TO DO:
The listing, minus its pictures, is to be given again exactly.

THE DATA:

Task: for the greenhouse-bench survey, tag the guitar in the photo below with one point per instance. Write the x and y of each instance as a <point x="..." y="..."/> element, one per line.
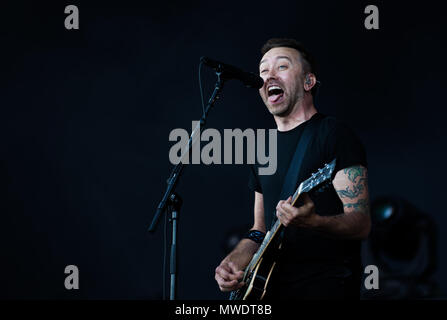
<point x="258" y="272"/>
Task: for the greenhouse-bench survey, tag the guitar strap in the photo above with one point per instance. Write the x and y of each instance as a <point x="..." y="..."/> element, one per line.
<point x="291" y="179"/>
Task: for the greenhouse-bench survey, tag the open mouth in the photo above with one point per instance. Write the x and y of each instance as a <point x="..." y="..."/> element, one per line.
<point x="275" y="93"/>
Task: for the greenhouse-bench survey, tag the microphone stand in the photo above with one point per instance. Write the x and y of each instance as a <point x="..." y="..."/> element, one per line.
<point x="172" y="201"/>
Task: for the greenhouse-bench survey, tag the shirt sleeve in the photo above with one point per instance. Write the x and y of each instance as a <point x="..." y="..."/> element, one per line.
<point x="253" y="180"/>
<point x="343" y="145"/>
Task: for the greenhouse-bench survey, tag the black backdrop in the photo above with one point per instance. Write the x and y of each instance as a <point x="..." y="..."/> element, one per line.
<point x="86" y="115"/>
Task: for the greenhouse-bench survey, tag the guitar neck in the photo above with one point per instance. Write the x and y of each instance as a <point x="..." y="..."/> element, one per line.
<point x="271" y="234"/>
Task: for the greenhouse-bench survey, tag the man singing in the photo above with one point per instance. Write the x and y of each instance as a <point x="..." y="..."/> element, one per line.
<point x="320" y="252"/>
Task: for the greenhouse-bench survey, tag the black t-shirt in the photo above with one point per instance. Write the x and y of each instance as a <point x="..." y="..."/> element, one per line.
<point x="306" y="253"/>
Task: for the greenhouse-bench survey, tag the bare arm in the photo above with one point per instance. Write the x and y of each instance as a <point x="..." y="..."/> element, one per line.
<point x="229" y="272"/>
<point x="351" y="185"/>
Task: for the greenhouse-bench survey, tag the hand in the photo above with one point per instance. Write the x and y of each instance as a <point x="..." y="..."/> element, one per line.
<point x="228" y="276"/>
<point x="303" y="216"/>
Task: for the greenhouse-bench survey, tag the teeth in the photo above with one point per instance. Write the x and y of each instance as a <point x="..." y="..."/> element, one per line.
<point x="274" y="88"/>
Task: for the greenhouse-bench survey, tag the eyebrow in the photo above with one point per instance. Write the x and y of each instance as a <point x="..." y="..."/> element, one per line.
<point x="277" y="58"/>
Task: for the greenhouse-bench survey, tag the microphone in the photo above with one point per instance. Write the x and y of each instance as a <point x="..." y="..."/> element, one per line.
<point x="249" y="79"/>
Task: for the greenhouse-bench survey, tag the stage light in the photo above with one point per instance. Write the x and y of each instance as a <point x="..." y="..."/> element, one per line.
<point x="402" y="244"/>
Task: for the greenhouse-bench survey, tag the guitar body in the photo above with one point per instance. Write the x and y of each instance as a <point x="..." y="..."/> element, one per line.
<point x="259" y="271"/>
<point x="257" y="283"/>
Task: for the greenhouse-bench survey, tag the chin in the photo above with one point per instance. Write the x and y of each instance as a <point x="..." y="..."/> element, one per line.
<point x="280" y="111"/>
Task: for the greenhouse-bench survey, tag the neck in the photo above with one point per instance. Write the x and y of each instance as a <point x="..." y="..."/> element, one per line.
<point x="303" y="111"/>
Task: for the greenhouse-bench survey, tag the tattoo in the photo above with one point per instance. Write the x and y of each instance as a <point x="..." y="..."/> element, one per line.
<point x="361" y="205"/>
<point x="355" y="195"/>
<point x="357" y="190"/>
<point x="354" y="172"/>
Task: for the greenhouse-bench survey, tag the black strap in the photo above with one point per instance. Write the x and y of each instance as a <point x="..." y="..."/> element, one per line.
<point x="291" y="180"/>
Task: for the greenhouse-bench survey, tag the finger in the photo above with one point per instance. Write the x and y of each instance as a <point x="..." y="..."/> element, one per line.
<point x="238" y="274"/>
<point x="307" y="200"/>
<point x="227" y="285"/>
<point x="287" y="209"/>
<point x="223" y="273"/>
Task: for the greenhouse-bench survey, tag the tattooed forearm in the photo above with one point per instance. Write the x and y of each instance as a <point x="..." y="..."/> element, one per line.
<point x="347" y="193"/>
<point x="354" y="172"/>
<point x="361" y="205"/>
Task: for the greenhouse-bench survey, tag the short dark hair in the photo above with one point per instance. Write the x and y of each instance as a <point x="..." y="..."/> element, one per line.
<point x="307" y="60"/>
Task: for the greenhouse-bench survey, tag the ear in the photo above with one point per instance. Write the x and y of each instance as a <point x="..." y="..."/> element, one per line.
<point x="309" y="81"/>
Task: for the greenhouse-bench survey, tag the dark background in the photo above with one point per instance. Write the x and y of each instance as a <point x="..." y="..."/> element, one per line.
<point x="86" y="115"/>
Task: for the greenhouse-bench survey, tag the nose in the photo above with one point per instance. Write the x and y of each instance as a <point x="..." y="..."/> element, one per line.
<point x="271" y="75"/>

ANSWER SPACE:
Task: for the greenhouse-bench survey, tag the guitar in the photo below with one point per instance. Write the x and y of each instance as a <point x="..." y="..."/> element, one per line.
<point x="258" y="272"/>
Task: for the greenhouse-bench survey, tag the guitar strap in the photo above with one point per instance. Write the x and y of each instance as a <point x="..." y="..."/> element, one per line.
<point x="291" y="179"/>
Task: for the greenhouse-bench survey, tag the open mouth in the photo above with one point per instance. Write the x and y of each instance as a <point x="..." y="..."/> element, one per line.
<point x="275" y="93"/>
Task: for the greenhouse-bench survey, tag the microphone stand in the photo above with one point per instance. Write the x and y of each instance as a <point x="..." y="..."/> element, one per line.
<point x="172" y="201"/>
Task: for the greenhouse-bench survey, tag the shirt sleeve in the photo above with one point per instance. Write the x and y of each instance as a <point x="..." y="..."/> element, one per line.
<point x="253" y="180"/>
<point x="343" y="145"/>
Task: for the greenhouse-bench survey, tag the black backdrop in the photo above with one point per instance. Write the x and y of each instance as a <point x="..." y="..."/> element, one per line.
<point x="86" y="115"/>
Task: for the greenhouse-bench survey, tag the guitar neck in the photo above with one point per instance. Write the x and y of each instance as a <point x="..." y="..."/> element, one per line.
<point x="271" y="234"/>
Task: for the greenhouse-bench survey, tag the man singing in the photo above with one point per instance. Write the x and y of each instance as a <point x="..." y="..."/> element, one per line.
<point x="320" y="252"/>
Task: for the greenhouse-bench survey, tag the black t-shirt in the photo above with one point per instance. Write the x and y of each instance as a <point x="..." y="..."/> element, one per line.
<point x="306" y="253"/>
Task: for the greenhouse-bench survey, tag the bare arm in the photo above with one point per instance. Write the x and y of each instance as a <point x="..." y="..."/> element, one per line.
<point x="229" y="272"/>
<point x="351" y="185"/>
Task: for the greenhouse-bench survey, tag the hand in the photo above with one point per instance. Write the x and y of each instance as a <point x="..." y="..."/> element, one per line.
<point x="228" y="276"/>
<point x="303" y="216"/>
Task: for the greenhouse-bench survey, tag the teeth in the photo above with one point per instance. Write the x and y of each instance as a <point x="..." y="..."/> element, one per line.
<point x="274" y="88"/>
Task: for the greenhouse-bench survey, tag the eyebrow in the photo above with one point per instance. Write the x and y of each instance as a <point x="..." y="..."/> element, one per line.
<point x="277" y="58"/>
Task: for the greenhouse-bench survey, tag the microphone in the photo above with one point per instance. Write the x and y of each instance as a <point x="..." y="..."/> element, one per line.
<point x="249" y="79"/>
Task: for the greenhouse-bench survey, tag the stage light in the photo above with one point per instance. Write the x and y of each instance as a <point x="..." y="..."/> element, one per line.
<point x="402" y="244"/>
Task: for the greenhouse-bench survey, tag the guitar body in the photo above with one point per instance. Write the x and y of each instance as a <point x="..." y="..."/> element, one per line.
<point x="259" y="271"/>
<point x="257" y="283"/>
Task: for the greenhouse-bench survey, tag the chin in the photo above with one point per instance. Write the x and y of each instance as a <point x="..." y="..."/> element, one per line.
<point x="280" y="111"/>
Task: for the greenhouse-bench survey, tag the neck in the photo above with one point per instance. Write the x and y of each instance as a <point x="..." y="..."/> element, one per line.
<point x="303" y="111"/>
Task: for the greenhouse-bench survey, tag the tattoo in the photo above with one point per instance. Write the x and y of each instance as a <point x="..." y="..."/> element, one per line.
<point x="361" y="205"/>
<point x="355" y="195"/>
<point x="357" y="190"/>
<point x="354" y="172"/>
Task: for the greenhouse-bench survey, tag the black strap in the photo above with one point per instance. Write the x and y of each instance as a <point x="..." y="..."/> element, one per line.
<point x="291" y="180"/>
Task: for the greenhouse-bench survey, tag the finger in the photo above with one point per instance. Write the x and y of each instance as a <point x="..." y="..."/> element, one per line.
<point x="238" y="274"/>
<point x="307" y="200"/>
<point x="227" y="285"/>
<point x="287" y="209"/>
<point x="223" y="273"/>
Task: for the greenhouse-bench survey, tag the tattooed forearm in the photo above with one point per instance. Write the x and y of each instance as a <point x="..." y="..."/> element, one per line.
<point x="347" y="193"/>
<point x="354" y="172"/>
<point x="361" y="205"/>
Task: for the greenhouse-bench survey, tag the short dark hair in the photo above with one point per instance. Write the x and y of each instance as a <point x="..." y="..."/> element, one per line.
<point x="307" y="60"/>
Task: for the greenhouse-bench survey, tag the ear in the photo above with one point per instance. Write the x and y of each instance as a <point x="..." y="..."/> element, one per line.
<point x="309" y="81"/>
Task: for the greenhouse-bench survey, tag the dark background in the photo above with one point per instance. Write the x and y of each instance as a <point x="..." y="..."/> element, one per line.
<point x="86" y="115"/>
Task: for the greenhouse-bench survey, tag the nose in the photo above with one point per instance. Write the x and y of each instance as a <point x="..." y="..."/> element, one per line.
<point x="271" y="75"/>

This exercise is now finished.